## Il problema
Per favore, estrai dalle voci qui sotto ogni riga che contiene la parola "graphic", distinguendo tra maiuscole e minuscole.

## Voci in ingresso
'''
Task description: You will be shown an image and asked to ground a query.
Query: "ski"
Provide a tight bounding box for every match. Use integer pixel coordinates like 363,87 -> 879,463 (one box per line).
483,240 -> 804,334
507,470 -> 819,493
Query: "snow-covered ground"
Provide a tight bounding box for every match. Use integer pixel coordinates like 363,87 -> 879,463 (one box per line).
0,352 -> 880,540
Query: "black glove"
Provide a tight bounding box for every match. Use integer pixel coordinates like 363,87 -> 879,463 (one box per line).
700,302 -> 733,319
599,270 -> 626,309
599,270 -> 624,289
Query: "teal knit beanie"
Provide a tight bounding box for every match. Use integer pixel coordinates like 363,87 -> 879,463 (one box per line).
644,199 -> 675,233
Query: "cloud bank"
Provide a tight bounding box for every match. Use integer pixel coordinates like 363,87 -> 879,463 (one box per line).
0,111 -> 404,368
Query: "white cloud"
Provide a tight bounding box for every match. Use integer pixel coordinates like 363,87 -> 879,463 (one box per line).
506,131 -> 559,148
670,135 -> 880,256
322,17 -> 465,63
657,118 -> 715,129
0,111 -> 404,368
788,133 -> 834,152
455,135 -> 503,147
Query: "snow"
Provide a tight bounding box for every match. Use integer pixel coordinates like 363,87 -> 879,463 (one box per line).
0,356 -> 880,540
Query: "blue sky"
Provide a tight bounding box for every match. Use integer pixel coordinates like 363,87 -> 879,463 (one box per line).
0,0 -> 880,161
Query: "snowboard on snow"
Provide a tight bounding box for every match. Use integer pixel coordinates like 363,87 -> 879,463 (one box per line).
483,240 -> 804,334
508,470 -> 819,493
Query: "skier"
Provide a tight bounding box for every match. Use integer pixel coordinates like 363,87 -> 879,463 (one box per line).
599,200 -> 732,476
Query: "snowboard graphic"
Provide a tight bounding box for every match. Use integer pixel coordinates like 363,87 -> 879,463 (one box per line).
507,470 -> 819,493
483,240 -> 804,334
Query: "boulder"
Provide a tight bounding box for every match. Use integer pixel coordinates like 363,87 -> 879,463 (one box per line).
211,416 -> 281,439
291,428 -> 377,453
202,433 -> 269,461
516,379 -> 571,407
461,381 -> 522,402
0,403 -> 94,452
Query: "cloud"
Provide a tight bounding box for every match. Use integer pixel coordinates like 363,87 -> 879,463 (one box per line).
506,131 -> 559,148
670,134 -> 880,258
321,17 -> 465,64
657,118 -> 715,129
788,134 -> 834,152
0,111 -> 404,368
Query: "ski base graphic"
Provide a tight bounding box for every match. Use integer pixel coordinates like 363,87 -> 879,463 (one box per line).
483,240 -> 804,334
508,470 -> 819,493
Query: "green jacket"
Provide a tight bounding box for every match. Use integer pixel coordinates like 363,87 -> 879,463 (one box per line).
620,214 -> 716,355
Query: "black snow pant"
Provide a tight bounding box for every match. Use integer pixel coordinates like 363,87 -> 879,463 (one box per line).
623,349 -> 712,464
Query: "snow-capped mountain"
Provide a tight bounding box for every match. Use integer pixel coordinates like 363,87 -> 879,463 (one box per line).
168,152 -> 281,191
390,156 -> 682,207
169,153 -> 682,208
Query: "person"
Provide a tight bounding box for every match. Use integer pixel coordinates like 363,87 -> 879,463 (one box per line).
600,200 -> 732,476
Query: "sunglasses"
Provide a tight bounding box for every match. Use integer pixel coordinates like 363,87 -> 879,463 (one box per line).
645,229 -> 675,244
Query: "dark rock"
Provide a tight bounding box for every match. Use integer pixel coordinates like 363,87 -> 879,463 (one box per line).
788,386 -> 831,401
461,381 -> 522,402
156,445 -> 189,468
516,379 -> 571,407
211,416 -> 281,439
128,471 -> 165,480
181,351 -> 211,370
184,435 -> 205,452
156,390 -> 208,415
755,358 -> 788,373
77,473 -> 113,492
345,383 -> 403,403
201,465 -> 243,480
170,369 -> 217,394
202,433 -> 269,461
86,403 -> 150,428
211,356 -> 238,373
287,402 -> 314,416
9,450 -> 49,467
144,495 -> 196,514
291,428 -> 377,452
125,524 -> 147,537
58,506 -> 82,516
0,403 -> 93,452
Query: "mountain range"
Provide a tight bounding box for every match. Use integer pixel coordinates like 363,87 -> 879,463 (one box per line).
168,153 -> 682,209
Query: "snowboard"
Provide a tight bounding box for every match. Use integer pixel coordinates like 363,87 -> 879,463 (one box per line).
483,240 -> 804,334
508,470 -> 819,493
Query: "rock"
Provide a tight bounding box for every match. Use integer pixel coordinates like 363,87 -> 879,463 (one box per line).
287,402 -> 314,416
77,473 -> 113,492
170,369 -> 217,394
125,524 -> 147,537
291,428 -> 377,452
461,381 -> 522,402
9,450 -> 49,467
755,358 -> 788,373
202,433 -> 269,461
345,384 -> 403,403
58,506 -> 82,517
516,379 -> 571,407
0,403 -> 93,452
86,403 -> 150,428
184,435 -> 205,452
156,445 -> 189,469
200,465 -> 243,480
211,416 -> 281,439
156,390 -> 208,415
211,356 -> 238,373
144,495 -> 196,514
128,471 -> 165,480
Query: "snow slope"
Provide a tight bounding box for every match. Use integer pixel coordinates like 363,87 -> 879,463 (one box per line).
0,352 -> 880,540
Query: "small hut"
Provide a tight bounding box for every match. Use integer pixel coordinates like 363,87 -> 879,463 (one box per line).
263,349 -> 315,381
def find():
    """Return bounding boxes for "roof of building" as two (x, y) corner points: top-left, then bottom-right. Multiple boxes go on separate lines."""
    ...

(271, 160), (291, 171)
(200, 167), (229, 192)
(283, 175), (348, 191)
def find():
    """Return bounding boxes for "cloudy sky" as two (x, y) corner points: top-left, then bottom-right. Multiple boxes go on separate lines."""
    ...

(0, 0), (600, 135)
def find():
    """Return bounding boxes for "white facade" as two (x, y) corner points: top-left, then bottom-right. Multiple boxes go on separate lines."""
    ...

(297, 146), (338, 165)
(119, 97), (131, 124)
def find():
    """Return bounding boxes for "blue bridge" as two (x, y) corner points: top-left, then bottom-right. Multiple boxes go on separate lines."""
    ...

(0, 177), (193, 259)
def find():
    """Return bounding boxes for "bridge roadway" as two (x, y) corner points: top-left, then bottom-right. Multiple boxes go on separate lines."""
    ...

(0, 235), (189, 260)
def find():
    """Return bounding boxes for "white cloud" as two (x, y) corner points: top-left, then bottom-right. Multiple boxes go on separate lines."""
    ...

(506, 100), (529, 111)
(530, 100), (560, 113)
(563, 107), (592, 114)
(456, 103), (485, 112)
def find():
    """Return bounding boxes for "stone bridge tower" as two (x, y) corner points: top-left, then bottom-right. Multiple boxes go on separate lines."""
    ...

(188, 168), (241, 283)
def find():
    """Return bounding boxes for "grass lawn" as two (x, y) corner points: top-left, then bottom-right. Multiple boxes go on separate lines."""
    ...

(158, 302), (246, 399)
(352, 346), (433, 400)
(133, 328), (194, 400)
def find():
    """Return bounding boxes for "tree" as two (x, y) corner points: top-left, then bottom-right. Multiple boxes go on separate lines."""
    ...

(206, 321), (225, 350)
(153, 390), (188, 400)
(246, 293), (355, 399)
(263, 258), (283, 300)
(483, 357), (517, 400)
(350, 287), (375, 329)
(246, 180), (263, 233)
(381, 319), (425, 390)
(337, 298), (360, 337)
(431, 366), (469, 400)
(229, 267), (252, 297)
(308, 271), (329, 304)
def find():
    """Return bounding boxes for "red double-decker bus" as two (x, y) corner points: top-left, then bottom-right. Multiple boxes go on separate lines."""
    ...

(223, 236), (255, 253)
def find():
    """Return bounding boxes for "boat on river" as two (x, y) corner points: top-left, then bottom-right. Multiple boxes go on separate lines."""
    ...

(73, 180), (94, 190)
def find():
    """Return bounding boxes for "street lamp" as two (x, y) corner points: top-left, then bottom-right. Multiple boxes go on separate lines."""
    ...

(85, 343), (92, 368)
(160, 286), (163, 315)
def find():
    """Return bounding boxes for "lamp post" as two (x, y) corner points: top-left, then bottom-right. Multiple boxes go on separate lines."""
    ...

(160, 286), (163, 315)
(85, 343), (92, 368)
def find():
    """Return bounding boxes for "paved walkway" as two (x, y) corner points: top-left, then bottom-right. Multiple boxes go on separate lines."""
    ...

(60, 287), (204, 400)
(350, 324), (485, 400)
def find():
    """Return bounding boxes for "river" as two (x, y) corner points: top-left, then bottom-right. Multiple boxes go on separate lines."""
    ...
'''
## Risposta qui sotto
Query: "snowboard graphic"
Query: "ski base graphic"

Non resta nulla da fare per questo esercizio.